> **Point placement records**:
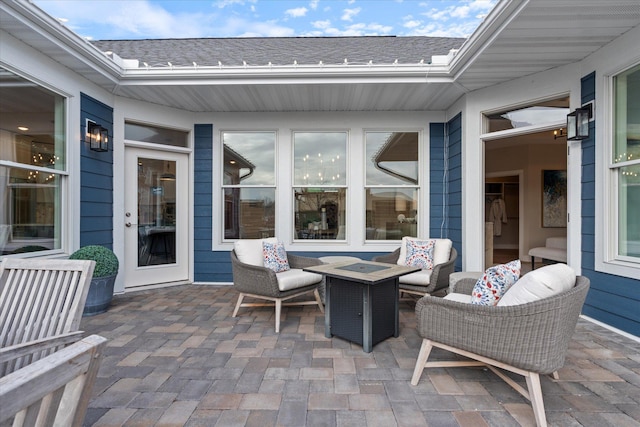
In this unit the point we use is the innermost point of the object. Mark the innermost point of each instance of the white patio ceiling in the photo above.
(519, 37)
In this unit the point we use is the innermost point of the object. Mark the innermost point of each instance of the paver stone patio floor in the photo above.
(176, 357)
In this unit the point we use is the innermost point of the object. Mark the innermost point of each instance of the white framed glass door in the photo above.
(156, 217)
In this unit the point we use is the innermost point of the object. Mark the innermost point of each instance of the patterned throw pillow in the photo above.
(275, 257)
(420, 253)
(495, 282)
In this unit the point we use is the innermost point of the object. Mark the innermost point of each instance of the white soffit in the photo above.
(518, 38)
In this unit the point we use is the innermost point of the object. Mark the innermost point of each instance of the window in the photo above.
(32, 166)
(320, 178)
(391, 185)
(156, 135)
(625, 167)
(249, 184)
(555, 110)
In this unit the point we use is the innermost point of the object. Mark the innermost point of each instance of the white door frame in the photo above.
(155, 275)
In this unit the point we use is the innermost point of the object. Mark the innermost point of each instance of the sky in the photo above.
(143, 19)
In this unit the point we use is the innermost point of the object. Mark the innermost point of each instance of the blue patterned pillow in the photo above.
(420, 253)
(275, 257)
(495, 282)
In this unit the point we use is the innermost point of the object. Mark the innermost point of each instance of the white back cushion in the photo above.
(441, 251)
(458, 297)
(249, 251)
(541, 283)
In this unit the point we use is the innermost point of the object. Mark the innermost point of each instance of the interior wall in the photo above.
(532, 154)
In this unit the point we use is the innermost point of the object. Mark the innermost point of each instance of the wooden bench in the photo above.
(42, 304)
(55, 390)
(554, 249)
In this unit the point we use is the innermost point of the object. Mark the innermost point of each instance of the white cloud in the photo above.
(412, 23)
(297, 12)
(348, 14)
(224, 3)
(240, 27)
(321, 24)
(464, 10)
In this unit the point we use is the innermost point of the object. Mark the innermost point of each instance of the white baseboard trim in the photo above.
(611, 328)
(214, 283)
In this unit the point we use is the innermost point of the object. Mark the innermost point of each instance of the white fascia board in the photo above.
(287, 75)
(55, 33)
(491, 27)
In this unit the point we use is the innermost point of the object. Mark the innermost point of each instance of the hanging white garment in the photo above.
(498, 215)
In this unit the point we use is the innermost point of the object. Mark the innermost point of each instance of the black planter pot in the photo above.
(99, 296)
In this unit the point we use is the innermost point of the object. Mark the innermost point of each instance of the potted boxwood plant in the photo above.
(104, 276)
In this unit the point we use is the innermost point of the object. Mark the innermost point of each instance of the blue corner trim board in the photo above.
(612, 299)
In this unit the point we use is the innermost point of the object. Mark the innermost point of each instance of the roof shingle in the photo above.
(282, 50)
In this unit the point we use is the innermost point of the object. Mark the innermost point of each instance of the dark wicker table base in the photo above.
(360, 312)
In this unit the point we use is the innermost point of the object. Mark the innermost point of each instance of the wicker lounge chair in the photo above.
(527, 339)
(262, 283)
(437, 279)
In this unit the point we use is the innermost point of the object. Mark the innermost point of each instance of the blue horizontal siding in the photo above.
(96, 179)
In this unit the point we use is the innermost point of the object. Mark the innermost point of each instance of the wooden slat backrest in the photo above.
(53, 391)
(41, 299)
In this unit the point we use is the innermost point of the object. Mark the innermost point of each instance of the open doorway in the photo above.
(514, 173)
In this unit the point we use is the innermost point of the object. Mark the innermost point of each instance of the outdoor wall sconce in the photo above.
(559, 133)
(578, 123)
(97, 137)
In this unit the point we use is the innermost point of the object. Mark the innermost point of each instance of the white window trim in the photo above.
(423, 186)
(606, 197)
(219, 186)
(355, 238)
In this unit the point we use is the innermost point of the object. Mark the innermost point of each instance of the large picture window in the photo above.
(32, 166)
(249, 184)
(320, 178)
(626, 162)
(391, 185)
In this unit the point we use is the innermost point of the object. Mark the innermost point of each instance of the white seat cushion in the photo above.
(249, 251)
(296, 278)
(540, 283)
(458, 297)
(417, 278)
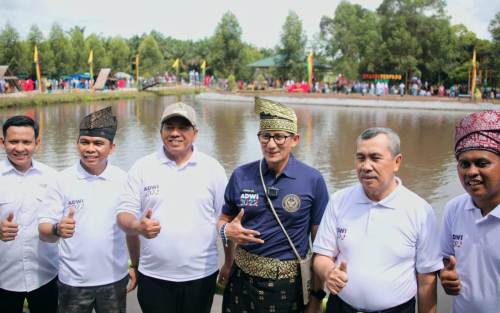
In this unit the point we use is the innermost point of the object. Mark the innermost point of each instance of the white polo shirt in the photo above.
(384, 244)
(187, 201)
(474, 241)
(26, 263)
(97, 253)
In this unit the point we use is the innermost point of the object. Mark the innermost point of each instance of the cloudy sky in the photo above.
(261, 20)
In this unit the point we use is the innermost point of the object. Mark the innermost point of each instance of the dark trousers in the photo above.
(159, 296)
(41, 300)
(110, 298)
(337, 305)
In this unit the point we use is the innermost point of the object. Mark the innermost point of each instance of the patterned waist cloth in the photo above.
(265, 267)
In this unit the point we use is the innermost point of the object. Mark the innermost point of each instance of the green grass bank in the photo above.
(19, 100)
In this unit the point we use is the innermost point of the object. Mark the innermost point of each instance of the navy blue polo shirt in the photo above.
(300, 203)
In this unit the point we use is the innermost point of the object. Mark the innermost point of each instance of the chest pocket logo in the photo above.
(341, 233)
(249, 199)
(151, 191)
(291, 203)
(457, 240)
(78, 204)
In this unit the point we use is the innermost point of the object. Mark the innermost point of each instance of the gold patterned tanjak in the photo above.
(100, 119)
(275, 116)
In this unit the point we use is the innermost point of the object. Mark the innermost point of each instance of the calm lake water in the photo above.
(228, 132)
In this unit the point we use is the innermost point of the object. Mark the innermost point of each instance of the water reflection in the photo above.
(228, 132)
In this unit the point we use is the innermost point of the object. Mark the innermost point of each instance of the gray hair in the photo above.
(394, 141)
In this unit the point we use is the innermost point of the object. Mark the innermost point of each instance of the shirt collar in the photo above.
(6, 167)
(83, 174)
(392, 201)
(288, 171)
(162, 157)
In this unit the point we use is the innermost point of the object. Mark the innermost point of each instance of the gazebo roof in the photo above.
(275, 60)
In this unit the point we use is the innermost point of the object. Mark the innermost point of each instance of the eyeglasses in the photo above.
(182, 128)
(279, 139)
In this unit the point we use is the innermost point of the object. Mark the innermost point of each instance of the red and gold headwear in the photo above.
(478, 131)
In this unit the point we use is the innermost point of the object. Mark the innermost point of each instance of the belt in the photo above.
(347, 308)
(265, 267)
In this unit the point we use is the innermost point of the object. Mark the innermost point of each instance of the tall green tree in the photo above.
(226, 46)
(352, 39)
(62, 50)
(408, 40)
(151, 58)
(77, 39)
(292, 48)
(119, 53)
(101, 58)
(494, 29)
(45, 55)
(12, 50)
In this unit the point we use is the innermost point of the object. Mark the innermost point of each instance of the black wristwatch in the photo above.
(55, 230)
(318, 294)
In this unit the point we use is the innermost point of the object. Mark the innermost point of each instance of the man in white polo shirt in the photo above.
(471, 222)
(173, 198)
(28, 267)
(79, 212)
(376, 246)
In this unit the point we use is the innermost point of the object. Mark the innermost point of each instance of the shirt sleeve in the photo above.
(325, 242)
(130, 198)
(219, 189)
(52, 208)
(428, 258)
(320, 201)
(445, 236)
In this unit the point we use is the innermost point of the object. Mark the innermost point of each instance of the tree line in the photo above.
(408, 37)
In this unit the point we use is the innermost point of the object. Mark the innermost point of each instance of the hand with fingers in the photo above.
(449, 276)
(148, 226)
(66, 227)
(236, 233)
(8, 229)
(336, 279)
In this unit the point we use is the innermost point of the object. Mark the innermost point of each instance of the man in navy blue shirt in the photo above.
(265, 275)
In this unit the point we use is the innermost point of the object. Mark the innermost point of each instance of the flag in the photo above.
(474, 75)
(35, 55)
(310, 67)
(91, 57)
(36, 60)
(176, 64)
(91, 61)
(203, 68)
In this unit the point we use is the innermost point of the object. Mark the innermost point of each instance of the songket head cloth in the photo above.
(478, 131)
(101, 123)
(275, 116)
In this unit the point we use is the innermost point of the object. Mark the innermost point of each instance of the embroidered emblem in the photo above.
(249, 198)
(151, 190)
(291, 203)
(341, 233)
(457, 240)
(78, 204)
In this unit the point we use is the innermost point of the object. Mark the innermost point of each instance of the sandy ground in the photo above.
(357, 100)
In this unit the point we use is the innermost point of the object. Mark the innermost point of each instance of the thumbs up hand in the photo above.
(236, 233)
(66, 227)
(149, 227)
(449, 276)
(336, 279)
(8, 229)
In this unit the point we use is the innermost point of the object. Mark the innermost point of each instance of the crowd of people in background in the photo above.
(414, 87)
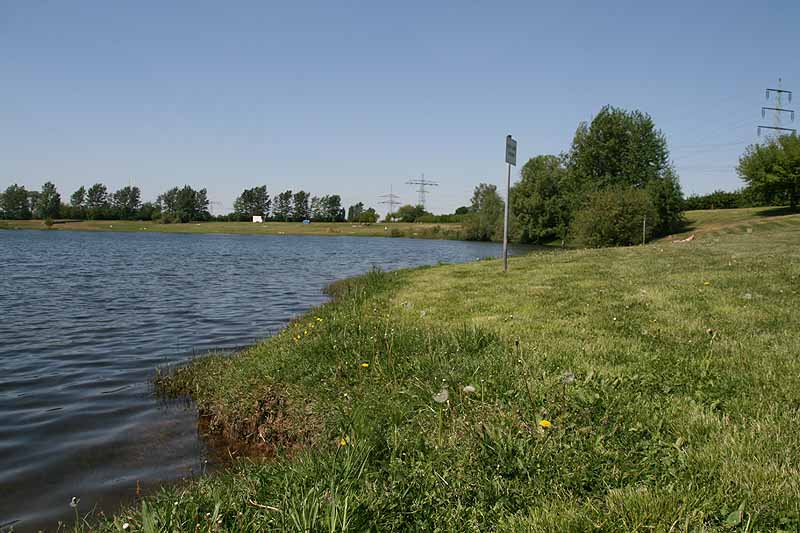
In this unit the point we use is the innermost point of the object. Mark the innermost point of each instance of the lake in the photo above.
(86, 318)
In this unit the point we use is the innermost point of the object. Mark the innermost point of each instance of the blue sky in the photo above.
(352, 97)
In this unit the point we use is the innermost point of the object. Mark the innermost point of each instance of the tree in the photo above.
(97, 201)
(409, 213)
(300, 208)
(126, 202)
(354, 212)
(613, 217)
(252, 202)
(317, 212)
(49, 202)
(773, 168)
(619, 148)
(185, 204)
(369, 216)
(539, 200)
(331, 207)
(78, 198)
(282, 209)
(485, 220)
(14, 203)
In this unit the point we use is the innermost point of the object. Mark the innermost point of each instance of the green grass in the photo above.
(669, 375)
(398, 229)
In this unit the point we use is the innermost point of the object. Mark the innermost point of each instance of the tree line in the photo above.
(617, 179)
(179, 204)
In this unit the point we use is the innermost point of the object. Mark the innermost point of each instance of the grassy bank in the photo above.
(631, 389)
(399, 229)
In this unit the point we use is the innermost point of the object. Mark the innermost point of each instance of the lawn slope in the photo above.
(630, 389)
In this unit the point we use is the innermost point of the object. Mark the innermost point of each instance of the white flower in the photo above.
(441, 396)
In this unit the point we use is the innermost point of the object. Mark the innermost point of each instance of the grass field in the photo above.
(651, 388)
(398, 229)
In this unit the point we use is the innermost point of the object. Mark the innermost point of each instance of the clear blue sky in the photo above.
(350, 98)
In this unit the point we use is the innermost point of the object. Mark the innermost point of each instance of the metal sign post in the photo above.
(511, 159)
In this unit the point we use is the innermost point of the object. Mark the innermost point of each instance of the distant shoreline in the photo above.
(444, 231)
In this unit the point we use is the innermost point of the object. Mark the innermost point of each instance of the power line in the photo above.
(422, 182)
(391, 199)
(777, 110)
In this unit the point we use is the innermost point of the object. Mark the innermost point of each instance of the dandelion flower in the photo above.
(441, 396)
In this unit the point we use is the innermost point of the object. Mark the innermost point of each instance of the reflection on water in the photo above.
(87, 317)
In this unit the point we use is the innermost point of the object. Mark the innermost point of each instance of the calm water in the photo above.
(85, 318)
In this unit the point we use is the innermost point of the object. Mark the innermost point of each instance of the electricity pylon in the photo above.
(778, 111)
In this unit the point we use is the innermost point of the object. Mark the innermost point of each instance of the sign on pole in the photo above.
(511, 151)
(511, 159)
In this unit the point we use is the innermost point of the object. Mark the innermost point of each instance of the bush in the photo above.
(613, 217)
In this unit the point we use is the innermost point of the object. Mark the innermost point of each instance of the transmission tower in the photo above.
(423, 183)
(391, 199)
(778, 111)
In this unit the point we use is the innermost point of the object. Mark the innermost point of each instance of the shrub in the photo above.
(613, 217)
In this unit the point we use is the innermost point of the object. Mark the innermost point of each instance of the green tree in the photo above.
(619, 148)
(14, 203)
(126, 202)
(49, 202)
(300, 206)
(184, 204)
(773, 168)
(614, 217)
(624, 149)
(409, 213)
(78, 198)
(485, 221)
(368, 216)
(282, 209)
(252, 202)
(540, 202)
(354, 212)
(97, 202)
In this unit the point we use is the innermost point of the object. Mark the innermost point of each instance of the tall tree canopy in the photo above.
(252, 202)
(300, 208)
(126, 202)
(14, 203)
(185, 204)
(485, 221)
(49, 202)
(774, 168)
(282, 209)
(540, 202)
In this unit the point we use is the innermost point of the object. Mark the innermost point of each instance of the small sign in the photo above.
(511, 151)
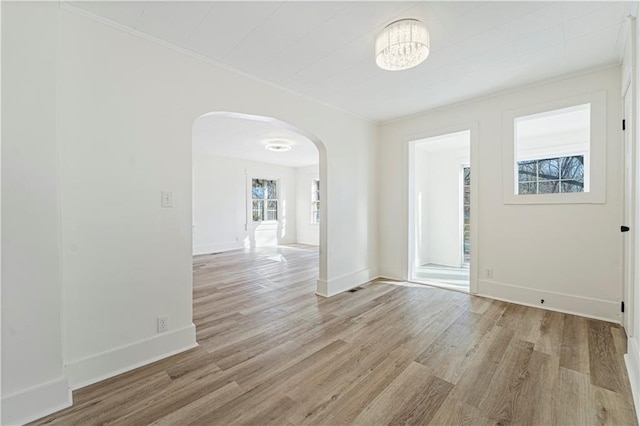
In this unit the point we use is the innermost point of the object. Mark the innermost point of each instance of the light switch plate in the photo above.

> **Stated exercise**:
Reproduce the lines above, exactly and exclusively, from the line containing "calm water in the photo above." down to the last line, both included; pictures are not part of the copy.

> **Answer**:
In this unit the point we use is the innermost point of the object. Mark the innermost point of each instance of the calm water in the photo above.
(85, 318)
In this unit the point we use is the innermost point of the object. Mark the innermost point of each instance of the electricity pylon in the photo above.
(778, 111)
In this unit the point we use is the innermost point of the object. Mark the innermost point of each instance of the sign on pole in the photo above.
(511, 151)
(511, 159)
In this unit the point we use is the innermost point of the object. Mark the innermost point of each instance of the bush in the photo above.
(613, 217)
In this unit the point we use is the innermost point of the object. Mark the innermost point of each instance of the transmission tower in the photo above.
(423, 183)
(391, 199)
(778, 111)
In this unit the point we use is the innermost point of the object. Mark the innermost point of each instance of the shrub in the photo above.
(613, 217)
In this unit the point we use is the innermost point of the object. Mark the innermost point of each instance of the green tree in the photo above.
(619, 148)
(14, 203)
(126, 202)
(49, 202)
(300, 206)
(184, 204)
(773, 168)
(614, 217)
(624, 149)
(409, 213)
(78, 198)
(485, 221)
(368, 216)
(282, 209)
(252, 202)
(540, 202)
(354, 212)
(97, 202)
In this unit the point we use is the innermost point of the object. Mark the innermost point of each instance of the tall tree canopy in the photo above.
(252, 202)
(300, 208)
(126, 202)
(14, 203)
(185, 204)
(485, 221)
(49, 202)
(774, 168)
(282, 209)
(540, 202)
In this unit the point we use is the innermost point of the object. Mark the innermost point of each instance of the small sign in the photo above.
(511, 151)
In this unit the point we use is the innermost point of the object. Mark the innermost point of each instance of the light switch plate in the photo above.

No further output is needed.